# Document extract
........

That last item could be the most serious, as it potentially would give Trump the power to fire thousands of federal workers in the next few weeks — effectively sabotaging the new administration before it takes over.
Trump "should not be making these changes, period, and certainly not changes this dramatic on [his] way out," Max Stier, president and chief executive of the Partnership for Public Service, told The Washington Post.
These problems were inevitable. As I wrote a few weeks ago, now that networks have declared Biden the winner of the election, Trump has little to lose by behaving badly. The country is at the mercy of an outgoing president who knows how to make trouble.
Logistics are partly to blame. The machinery of American government is huge, a multi-trillion dollar operation with millions of employees. Shifting power from one administration to the next is almost always a logistical nightmare. There are two-and-a-half months between Election Day and Inauguration Day, and new administrations typically need every minute of that time to get up-and-running. A same-day transition, as happens in the United Kingdom, may not be possible here. In the meantime, the outgoing president remains in power until January — even if, like Trump, he has been repudiated by voters.

........

# Stored records
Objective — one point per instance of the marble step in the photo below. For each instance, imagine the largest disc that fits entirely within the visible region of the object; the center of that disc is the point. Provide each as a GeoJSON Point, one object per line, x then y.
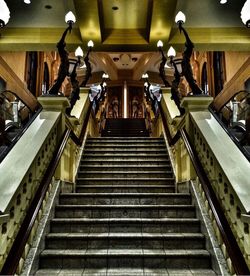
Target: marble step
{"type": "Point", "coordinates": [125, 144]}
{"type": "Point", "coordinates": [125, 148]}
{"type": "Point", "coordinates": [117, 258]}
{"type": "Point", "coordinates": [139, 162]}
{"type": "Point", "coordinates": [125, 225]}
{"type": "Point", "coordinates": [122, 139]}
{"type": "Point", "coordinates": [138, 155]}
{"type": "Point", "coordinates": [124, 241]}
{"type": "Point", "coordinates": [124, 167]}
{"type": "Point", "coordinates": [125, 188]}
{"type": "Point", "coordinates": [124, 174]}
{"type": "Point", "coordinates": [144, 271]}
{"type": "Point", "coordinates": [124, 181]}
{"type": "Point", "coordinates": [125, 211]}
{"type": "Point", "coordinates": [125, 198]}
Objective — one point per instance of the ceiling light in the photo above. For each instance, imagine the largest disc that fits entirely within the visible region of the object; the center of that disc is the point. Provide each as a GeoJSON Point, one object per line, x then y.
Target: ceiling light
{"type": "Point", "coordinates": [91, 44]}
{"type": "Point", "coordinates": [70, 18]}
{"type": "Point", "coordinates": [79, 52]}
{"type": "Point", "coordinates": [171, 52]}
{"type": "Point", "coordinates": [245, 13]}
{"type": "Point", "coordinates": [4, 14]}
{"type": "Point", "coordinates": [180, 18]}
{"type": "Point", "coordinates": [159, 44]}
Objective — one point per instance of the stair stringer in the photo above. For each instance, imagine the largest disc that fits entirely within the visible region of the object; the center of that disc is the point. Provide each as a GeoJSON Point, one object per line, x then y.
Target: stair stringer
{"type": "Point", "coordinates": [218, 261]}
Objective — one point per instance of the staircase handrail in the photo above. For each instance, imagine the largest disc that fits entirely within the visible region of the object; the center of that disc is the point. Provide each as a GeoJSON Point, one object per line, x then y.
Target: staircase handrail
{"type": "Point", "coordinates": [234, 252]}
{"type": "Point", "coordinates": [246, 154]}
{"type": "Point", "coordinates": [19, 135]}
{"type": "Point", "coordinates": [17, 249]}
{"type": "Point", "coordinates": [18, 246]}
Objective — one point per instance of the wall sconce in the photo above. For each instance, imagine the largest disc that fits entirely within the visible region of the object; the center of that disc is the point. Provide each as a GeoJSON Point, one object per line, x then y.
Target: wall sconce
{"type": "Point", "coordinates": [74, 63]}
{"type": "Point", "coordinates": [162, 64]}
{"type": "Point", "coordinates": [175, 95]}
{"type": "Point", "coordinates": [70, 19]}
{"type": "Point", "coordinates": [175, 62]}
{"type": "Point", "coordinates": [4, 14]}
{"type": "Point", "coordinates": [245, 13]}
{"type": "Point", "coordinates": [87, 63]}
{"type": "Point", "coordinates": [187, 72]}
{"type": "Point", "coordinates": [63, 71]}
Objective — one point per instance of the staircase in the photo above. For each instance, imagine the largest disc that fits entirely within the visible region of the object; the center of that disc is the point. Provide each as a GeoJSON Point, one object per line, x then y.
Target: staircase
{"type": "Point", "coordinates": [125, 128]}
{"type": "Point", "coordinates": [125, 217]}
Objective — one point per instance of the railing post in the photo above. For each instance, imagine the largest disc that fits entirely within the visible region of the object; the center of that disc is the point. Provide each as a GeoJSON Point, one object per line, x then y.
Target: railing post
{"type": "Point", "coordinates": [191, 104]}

........

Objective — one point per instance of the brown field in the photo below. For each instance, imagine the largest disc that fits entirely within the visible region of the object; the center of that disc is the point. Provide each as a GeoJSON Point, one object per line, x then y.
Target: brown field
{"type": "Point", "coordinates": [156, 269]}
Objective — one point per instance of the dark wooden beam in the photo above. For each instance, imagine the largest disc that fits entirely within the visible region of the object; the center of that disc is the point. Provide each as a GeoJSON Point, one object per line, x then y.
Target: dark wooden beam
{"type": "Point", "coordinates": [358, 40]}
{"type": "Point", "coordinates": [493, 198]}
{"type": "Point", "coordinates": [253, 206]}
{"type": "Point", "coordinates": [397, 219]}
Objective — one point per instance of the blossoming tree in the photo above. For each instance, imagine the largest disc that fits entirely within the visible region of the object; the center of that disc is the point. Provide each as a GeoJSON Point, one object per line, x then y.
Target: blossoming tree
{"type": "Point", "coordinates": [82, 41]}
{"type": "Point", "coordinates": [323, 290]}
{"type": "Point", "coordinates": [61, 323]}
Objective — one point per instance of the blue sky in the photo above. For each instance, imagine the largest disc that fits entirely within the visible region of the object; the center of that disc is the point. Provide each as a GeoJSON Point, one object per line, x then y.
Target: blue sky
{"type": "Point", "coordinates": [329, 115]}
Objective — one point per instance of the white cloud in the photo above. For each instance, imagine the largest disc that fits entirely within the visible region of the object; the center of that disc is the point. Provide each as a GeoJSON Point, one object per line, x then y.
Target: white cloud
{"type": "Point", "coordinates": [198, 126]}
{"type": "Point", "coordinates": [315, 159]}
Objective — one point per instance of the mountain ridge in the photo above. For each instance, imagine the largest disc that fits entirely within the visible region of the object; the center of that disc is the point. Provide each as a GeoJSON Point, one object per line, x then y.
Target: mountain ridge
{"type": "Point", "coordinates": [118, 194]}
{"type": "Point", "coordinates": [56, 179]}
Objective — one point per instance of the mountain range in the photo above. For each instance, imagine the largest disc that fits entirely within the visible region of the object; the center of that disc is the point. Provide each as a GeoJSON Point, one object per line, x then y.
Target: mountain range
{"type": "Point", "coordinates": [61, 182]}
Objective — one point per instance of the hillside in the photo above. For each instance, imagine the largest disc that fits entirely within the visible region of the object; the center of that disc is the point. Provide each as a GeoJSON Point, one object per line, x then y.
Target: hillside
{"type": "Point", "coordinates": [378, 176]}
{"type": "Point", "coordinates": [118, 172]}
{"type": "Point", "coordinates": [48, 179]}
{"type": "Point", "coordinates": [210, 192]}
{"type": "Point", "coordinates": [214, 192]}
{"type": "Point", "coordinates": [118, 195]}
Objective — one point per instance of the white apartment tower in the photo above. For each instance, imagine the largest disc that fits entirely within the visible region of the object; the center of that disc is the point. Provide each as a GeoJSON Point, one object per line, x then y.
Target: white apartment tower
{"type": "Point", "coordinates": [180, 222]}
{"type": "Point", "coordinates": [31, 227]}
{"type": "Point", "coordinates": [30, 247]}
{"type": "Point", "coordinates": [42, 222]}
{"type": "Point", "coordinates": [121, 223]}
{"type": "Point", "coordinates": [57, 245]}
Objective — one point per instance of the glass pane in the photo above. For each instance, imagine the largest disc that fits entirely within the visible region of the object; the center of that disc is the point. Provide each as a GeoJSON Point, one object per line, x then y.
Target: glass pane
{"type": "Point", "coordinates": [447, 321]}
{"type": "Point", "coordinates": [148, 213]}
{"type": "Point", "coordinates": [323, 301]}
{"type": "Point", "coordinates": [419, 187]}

........

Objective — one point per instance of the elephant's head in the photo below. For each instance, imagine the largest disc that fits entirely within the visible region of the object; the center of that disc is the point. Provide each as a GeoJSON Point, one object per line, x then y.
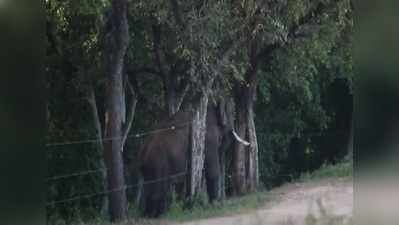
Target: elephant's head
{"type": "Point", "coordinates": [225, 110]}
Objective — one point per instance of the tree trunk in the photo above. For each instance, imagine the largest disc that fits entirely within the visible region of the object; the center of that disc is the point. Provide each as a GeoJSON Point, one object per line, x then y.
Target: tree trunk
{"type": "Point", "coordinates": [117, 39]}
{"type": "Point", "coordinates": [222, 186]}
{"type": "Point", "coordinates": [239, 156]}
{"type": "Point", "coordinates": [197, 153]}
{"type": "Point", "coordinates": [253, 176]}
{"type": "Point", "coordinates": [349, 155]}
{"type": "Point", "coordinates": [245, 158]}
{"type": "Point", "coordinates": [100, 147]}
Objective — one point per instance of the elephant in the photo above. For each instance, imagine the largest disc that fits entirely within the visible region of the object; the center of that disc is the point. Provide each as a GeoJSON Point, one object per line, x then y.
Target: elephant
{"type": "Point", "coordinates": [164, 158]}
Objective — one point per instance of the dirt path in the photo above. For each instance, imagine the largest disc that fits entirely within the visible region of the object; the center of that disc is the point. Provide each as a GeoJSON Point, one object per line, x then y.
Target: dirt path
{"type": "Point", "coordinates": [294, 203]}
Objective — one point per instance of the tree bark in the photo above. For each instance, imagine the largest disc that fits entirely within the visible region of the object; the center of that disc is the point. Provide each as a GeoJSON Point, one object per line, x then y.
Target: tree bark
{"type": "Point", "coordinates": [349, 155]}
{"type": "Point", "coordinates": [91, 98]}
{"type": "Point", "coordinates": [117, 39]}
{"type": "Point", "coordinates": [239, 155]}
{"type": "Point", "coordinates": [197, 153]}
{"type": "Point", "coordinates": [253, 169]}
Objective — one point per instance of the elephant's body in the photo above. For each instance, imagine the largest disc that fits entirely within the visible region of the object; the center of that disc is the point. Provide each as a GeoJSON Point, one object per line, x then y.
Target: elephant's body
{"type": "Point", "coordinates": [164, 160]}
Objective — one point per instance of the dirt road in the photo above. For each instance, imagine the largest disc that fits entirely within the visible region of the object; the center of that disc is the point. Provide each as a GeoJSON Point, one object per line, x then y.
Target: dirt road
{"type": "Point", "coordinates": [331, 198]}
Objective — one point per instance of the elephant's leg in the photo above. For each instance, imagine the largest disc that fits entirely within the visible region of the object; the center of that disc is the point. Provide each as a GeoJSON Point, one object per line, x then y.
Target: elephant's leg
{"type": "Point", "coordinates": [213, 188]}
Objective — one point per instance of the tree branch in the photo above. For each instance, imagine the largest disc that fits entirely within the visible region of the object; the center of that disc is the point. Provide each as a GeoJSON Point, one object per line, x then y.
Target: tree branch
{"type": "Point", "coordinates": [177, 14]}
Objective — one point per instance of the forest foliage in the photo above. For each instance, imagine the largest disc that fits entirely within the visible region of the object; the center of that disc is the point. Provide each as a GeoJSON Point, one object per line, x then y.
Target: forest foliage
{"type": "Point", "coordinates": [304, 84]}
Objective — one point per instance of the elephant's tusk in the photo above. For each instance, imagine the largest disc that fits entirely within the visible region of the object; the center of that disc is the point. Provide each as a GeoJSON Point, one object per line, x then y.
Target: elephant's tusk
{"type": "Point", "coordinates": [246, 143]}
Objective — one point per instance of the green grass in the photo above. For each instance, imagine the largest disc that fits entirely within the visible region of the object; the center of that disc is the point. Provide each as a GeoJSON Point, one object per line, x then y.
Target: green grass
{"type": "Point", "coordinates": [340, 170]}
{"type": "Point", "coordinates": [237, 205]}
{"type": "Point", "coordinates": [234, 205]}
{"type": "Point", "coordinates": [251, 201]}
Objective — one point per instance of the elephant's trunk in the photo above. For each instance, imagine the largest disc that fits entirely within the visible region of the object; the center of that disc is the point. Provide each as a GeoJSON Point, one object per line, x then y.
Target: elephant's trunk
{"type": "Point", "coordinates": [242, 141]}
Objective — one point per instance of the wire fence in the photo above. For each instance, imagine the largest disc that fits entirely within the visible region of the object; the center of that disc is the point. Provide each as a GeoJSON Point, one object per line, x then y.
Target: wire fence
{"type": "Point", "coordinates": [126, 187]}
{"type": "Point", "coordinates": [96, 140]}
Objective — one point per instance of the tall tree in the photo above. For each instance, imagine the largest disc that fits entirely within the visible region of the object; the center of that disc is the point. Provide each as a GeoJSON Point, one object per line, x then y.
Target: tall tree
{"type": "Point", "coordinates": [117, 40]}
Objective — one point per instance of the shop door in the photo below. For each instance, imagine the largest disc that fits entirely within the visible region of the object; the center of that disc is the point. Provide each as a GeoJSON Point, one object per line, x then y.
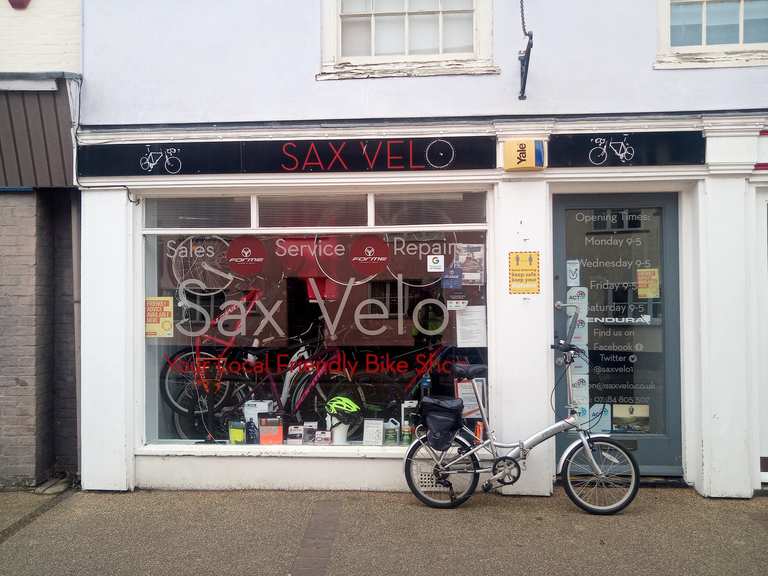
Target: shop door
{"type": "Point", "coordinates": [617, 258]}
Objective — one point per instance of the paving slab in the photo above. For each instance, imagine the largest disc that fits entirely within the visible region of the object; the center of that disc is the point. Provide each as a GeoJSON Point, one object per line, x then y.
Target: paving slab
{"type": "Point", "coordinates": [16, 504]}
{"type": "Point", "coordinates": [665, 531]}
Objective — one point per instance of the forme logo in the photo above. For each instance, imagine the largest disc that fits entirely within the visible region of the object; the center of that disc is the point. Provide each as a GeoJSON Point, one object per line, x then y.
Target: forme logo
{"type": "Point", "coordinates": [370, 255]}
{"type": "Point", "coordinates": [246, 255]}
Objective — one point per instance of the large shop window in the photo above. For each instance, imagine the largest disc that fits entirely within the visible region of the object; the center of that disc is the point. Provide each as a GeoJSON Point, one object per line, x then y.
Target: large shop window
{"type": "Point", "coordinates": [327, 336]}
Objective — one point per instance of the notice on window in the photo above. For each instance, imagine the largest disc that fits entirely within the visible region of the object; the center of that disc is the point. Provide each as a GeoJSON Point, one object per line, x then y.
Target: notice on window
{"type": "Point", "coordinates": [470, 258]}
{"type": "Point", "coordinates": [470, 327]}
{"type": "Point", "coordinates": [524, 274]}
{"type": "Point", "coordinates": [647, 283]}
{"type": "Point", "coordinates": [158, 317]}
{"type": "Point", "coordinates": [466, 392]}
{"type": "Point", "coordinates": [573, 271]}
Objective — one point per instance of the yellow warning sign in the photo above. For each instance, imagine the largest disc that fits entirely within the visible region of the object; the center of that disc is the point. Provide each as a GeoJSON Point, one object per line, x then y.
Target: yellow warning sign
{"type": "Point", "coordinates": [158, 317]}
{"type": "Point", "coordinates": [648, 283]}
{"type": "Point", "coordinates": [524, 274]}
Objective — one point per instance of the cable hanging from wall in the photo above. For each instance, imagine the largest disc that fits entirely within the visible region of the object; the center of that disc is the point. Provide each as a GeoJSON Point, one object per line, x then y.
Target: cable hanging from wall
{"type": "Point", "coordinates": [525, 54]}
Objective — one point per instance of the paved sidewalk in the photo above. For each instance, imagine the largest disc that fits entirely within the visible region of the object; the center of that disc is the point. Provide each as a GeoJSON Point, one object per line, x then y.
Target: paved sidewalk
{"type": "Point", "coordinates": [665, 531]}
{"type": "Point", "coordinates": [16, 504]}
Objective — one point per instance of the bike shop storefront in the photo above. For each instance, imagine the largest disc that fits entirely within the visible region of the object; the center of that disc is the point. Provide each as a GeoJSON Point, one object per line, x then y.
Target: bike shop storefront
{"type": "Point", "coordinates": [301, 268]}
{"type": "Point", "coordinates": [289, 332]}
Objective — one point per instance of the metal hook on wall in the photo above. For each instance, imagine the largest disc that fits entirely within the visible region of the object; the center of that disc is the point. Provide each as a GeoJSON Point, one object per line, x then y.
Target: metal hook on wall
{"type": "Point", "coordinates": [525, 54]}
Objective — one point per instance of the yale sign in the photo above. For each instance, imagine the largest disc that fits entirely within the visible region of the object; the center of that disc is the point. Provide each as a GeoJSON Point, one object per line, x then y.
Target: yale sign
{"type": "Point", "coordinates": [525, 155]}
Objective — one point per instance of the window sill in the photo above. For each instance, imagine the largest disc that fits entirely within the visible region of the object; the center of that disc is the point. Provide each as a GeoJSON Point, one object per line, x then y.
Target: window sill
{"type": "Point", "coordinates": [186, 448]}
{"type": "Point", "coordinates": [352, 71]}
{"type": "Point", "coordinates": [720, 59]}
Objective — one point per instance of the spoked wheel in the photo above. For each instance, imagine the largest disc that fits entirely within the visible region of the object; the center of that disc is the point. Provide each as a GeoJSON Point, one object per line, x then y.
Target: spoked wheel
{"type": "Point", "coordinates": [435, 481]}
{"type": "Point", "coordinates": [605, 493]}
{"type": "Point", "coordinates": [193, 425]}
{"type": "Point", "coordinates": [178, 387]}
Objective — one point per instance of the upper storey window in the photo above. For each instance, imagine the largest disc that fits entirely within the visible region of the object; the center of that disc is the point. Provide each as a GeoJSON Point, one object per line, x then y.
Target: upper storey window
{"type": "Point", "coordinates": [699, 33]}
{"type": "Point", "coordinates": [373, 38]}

........

# Task description
Reproduce, word for word, the stretch of the presidential transition passage that opens with the words containing "That last item" and closes with "The Washington Post.".

# Solution to this problem
That last item could be the most serious, as it potentially would give Trump the power to fire thousands of federal workers in the next few weeks — effectively sabotaging the new administration before it takes over.
Trump "should not be making these changes, period, and certainly not changes this dramatic on [his] way out," Max Stier, president and chief executive of the Partnership for Public Service, told The Washington Post.